▸ **Tasks**:
a) In the abstract on interfacial cracks, what does the validity of the accelerated fatigue testing technique rely on?
b) For each of the following statements, say whether it agrees with the abstract on interfacial cracks, answering yes or no and quoting the words of the abstract that decide it. (i) The displacement mismatch along the bonded interface is modeled with an array of uniformly distributed dislocations. (ii) The closed form solution is accurate only for far field distributions. (iii) The governing equations are converted straight into a standard Hilbert problem with no intermediate equation.

## start Document text

Interfacial cracks between piezoelectric and elastic materials under in-plane electric loading

M. Liu, K. J. Hsia

Research output: Contribution to journalArticlepeer-review


A new experimental technique for accelerated fatigue crack growth tests was recently developed (Du et al., 2001). The technique, which uses piezoelectric actuators, enables application of cyclic loading at frequencies several orders higher than that by mechanical loading. However, the validity of this technique relies on the equivalence between piezoelectric and mechanical loading. In this paper, the behavior of an interfacial crack between a piezoelectric material and an elastic material under in-plane electric loading is studied. The displacement mismatch along a bonded interface due to electric potential loading on the piezoelectric material is modeled by inserting an array of uniformly distributed dislocations along the interface. By means of Fourier transformation methods, the governing equations are converted to an integral equation, which is then converted to a standard Hilbert problem. A closed form solution for stresses, electric field, and electric displacements along the bonded interface is obtained. The results agree very well with those obtained from numerical simulations. The results show that the closed form solution is accurate not only for far field distributions of stresses and electric variables, but also for the asymptotic distributions near the crack tip. The solution also suggests the likelihood of domain switching in the piezoelectric material near the crack tip, a process that may influence the interfacial fracture resistance.

## end Document text
## start Dataset records

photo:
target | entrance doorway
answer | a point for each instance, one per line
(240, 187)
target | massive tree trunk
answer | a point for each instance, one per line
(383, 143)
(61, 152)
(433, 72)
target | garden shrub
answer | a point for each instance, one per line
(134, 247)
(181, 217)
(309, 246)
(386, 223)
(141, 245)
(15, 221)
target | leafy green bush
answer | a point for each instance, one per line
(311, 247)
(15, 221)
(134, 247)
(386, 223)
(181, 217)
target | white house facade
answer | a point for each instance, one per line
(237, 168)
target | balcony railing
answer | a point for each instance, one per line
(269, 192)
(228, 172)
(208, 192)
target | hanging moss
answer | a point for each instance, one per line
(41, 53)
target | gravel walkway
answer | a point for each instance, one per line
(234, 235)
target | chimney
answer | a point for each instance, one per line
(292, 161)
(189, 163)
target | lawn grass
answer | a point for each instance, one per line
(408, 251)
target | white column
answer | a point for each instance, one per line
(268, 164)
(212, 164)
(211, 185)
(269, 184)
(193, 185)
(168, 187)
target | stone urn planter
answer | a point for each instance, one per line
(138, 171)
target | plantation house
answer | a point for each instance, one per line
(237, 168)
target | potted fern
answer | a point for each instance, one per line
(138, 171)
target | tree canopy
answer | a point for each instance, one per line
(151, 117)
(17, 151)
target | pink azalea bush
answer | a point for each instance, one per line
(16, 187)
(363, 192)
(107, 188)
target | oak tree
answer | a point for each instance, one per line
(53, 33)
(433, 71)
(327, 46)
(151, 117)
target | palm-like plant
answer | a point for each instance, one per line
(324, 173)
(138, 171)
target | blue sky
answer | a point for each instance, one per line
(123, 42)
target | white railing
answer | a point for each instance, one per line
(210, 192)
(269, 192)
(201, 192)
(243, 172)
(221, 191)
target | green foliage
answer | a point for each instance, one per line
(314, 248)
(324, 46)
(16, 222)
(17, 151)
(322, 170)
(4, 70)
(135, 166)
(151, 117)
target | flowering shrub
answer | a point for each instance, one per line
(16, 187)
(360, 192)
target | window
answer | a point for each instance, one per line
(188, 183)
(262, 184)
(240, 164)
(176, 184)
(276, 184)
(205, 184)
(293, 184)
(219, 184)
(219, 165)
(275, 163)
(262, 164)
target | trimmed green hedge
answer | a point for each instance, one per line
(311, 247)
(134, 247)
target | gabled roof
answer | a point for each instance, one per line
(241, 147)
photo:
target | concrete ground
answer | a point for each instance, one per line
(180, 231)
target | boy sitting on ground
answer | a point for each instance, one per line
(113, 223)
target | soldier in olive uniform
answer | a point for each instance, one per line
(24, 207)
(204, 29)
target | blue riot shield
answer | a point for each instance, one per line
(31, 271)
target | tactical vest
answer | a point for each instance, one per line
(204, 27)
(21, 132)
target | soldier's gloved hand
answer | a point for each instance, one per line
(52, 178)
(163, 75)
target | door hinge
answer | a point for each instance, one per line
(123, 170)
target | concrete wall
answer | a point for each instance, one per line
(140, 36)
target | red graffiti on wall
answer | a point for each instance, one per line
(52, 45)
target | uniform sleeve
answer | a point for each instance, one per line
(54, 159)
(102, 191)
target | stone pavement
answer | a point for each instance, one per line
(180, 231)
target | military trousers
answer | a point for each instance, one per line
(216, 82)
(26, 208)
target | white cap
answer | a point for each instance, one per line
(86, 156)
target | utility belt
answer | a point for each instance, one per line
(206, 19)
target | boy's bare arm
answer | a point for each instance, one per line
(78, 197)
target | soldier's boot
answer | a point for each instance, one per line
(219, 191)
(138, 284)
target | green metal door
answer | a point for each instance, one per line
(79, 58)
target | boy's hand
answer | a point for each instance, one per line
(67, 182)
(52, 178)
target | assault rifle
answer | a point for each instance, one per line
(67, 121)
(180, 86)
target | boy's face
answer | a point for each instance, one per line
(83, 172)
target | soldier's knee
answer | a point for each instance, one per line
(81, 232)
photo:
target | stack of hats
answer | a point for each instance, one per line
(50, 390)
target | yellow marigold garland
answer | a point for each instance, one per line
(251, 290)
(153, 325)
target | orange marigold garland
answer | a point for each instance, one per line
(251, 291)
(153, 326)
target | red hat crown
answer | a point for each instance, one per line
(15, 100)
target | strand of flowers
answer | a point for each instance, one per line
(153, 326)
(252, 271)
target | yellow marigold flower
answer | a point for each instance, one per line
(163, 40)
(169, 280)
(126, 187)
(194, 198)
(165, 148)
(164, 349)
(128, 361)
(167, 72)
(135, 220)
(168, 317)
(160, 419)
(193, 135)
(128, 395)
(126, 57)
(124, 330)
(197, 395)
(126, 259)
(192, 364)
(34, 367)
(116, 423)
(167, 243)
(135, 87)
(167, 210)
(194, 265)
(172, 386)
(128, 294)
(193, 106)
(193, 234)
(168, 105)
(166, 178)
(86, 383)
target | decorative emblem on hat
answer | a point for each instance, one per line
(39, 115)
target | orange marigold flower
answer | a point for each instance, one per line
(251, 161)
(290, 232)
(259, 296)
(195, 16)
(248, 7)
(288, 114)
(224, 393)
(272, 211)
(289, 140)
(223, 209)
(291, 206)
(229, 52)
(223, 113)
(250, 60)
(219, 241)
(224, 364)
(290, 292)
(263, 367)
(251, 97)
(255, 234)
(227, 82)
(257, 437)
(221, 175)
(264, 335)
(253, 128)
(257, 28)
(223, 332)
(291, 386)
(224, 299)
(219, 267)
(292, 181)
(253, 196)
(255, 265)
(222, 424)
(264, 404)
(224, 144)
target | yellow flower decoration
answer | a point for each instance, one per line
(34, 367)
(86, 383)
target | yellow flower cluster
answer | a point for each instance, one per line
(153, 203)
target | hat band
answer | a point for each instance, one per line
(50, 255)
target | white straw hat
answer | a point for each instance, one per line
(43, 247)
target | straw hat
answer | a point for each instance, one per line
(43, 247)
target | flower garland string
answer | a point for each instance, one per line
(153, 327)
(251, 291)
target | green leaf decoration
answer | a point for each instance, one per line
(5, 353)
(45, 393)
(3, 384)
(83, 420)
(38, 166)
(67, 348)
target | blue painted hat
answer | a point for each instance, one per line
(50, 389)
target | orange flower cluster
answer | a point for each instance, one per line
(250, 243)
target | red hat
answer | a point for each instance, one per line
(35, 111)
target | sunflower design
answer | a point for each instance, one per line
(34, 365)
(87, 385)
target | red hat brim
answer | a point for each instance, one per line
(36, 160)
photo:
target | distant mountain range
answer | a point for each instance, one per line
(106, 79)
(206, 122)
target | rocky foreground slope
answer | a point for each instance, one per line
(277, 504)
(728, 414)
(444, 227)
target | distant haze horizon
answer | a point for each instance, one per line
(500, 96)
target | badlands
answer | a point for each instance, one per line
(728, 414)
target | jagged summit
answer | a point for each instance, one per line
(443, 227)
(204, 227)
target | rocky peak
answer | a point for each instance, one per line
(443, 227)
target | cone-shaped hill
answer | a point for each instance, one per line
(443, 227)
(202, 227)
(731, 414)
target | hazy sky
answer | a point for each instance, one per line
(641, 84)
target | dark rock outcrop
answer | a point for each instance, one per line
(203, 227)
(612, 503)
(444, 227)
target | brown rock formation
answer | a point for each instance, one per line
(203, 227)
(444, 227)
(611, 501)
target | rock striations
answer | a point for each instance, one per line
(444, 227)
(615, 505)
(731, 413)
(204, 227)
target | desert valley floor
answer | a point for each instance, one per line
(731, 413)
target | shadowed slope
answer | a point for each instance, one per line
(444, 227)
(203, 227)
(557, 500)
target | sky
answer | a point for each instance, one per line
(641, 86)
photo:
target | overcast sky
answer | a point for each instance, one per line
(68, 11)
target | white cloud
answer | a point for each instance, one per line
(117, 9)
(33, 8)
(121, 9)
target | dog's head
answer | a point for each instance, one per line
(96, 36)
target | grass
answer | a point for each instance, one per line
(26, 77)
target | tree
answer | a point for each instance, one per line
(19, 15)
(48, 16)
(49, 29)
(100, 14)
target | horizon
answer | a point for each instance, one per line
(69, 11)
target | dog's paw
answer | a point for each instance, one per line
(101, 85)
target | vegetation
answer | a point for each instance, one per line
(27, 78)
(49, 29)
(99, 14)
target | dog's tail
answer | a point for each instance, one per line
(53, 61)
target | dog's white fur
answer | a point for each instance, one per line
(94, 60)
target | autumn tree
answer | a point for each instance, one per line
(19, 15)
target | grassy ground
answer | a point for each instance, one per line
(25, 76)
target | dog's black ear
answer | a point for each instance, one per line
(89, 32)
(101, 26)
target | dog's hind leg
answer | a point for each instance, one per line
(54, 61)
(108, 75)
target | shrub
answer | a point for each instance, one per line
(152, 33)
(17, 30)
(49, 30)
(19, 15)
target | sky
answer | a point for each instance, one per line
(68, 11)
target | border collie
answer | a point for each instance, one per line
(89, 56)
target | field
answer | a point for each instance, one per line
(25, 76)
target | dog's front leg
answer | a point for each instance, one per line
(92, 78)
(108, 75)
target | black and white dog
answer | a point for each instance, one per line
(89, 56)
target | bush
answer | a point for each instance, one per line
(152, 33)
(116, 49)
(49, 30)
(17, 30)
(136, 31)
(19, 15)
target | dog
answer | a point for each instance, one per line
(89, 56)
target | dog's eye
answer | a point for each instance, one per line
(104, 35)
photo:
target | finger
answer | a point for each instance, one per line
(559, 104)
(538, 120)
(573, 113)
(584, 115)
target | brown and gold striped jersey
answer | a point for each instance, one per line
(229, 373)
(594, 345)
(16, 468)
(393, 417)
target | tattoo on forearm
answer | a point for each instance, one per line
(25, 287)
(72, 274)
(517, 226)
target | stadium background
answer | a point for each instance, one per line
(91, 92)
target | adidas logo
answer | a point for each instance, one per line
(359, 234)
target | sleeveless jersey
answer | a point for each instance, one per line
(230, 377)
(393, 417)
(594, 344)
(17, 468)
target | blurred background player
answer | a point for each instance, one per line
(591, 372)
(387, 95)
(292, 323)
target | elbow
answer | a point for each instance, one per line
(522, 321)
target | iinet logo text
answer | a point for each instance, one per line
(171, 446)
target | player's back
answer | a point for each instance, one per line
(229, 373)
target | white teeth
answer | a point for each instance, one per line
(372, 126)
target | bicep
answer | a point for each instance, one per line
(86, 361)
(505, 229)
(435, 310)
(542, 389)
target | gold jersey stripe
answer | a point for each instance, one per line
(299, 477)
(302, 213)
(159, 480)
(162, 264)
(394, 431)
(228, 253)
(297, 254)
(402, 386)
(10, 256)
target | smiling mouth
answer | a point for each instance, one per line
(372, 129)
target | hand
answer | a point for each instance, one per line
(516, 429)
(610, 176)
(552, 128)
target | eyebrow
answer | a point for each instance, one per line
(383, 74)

## end Dataset records

▸ **Answers to the exercises**:
a) It relies on the equivalence between piezoelectric and mechanical loading.

b)
(i) Yes: "modeled by inserting an array of uniformly distributed dislocations along the interface"
(ii) No: "accurate not only for far field distributions of stresses and electric variables, but also for the asymptotic distributions near the crack tip"
(iii) No: "the governing equations are converted to an integral equation, which is then converted to a standard Hilbert problem"